Gib aus dem Text über die drohende Abschiebung von Herry H. den Abschnitt wortgetreu aus, beginnend bei „Bild: Proteste gegen“ und endend bei „wissen sie nicht.“.

▶ [TEXTAUSZUG]

╭──

Bild: Proteste gegen Abschiebepraxis
„Ich kann und will das Leben nicht leben, das meine Großfamilie für mich
ausgesucht hat“, sagt Herry H. Der schmächtige 32-jährige Indonesier mit
dem kindlichem Gesicht sitzt in den Räumen des Berliner Lesben- und
Schwulenverbands. Ihm droht die Abschiebung nach Indonesien – und dort die
Zwangsheirat. Sein Vater, sagt Herry H., habe bereits eine Frau für ihn
ausgesucht: „Eine Frau aus gutem Hause, denn ich gelte als gute Partie.“
H.s Eltern glauben, er habe in Berlin einen Hochschulabschluss erworben.
Dass er das Studium der Elektrotechnik schon vor gut einem Jahr abgebrochen
hat, wissen sie nicht.

╰──

Gespeicherte Datensatzeinträge
╭──

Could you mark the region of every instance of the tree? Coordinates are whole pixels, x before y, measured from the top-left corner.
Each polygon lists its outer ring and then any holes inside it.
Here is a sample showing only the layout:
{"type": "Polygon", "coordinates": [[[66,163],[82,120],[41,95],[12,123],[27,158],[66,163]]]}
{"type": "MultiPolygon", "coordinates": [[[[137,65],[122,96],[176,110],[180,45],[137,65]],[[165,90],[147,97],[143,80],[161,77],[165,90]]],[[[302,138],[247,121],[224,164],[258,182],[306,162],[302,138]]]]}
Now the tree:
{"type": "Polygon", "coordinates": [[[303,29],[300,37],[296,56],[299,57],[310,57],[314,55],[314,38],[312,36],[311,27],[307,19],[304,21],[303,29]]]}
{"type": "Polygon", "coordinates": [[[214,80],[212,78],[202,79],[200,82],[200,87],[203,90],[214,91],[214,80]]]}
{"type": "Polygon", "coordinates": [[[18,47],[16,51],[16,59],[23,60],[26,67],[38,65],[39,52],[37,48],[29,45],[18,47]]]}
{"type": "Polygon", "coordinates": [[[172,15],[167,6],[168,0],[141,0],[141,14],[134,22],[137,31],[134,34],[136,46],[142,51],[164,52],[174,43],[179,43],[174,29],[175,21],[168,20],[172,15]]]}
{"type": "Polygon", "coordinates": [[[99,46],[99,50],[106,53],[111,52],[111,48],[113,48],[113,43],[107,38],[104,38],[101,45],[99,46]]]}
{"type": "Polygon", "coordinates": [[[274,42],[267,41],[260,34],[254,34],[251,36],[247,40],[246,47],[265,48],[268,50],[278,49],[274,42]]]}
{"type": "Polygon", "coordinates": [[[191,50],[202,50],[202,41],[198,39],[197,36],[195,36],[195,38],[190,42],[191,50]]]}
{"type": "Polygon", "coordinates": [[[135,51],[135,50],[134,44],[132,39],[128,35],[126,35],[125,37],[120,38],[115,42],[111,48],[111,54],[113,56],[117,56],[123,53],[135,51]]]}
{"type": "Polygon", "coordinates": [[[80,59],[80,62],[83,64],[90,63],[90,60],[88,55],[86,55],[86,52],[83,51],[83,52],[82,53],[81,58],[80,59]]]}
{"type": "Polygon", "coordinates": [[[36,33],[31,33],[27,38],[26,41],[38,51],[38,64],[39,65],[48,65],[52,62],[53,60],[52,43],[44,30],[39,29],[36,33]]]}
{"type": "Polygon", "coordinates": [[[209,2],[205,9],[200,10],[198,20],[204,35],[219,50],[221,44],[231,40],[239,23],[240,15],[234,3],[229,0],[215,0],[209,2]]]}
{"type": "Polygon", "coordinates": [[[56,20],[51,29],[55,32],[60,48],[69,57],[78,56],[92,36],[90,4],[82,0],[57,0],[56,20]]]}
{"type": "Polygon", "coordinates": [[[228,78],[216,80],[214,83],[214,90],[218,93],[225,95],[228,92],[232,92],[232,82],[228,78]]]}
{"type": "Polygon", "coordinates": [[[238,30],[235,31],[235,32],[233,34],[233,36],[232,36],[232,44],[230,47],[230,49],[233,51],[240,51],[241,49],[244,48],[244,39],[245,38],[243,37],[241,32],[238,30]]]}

╰──

▶ [ERGEBNIS DER AUFGABE]
Bild: Proteste gegen Abschiebepraxis
„Ich kann und will das Leben nicht leben, das meine Großfamilie für mich
ausgesucht hat“, sagt Herry H. Der schmächtige 32-jährige Indonesier mit
dem kindlichem Gesicht sitzt in den Räumen des Berliner Lesben- und
Schwulenverbands. Ihm droht die Abschiebung nach Indonesien – und dort die
Zwangsheirat. Sein Vater, sagt Herry H., habe bereits eine Frau für ihn
ausgesucht: „Eine Frau aus gutem Hause, denn ich gelte als gute Partie.“
H.s Eltern glauben, er habe in Berlin einen Hochschulabschluss erworben.
Dass er das Studium der Elektrotechnik schon vor gut einem Jahr abgebrochen
hat, wissen sie nicht.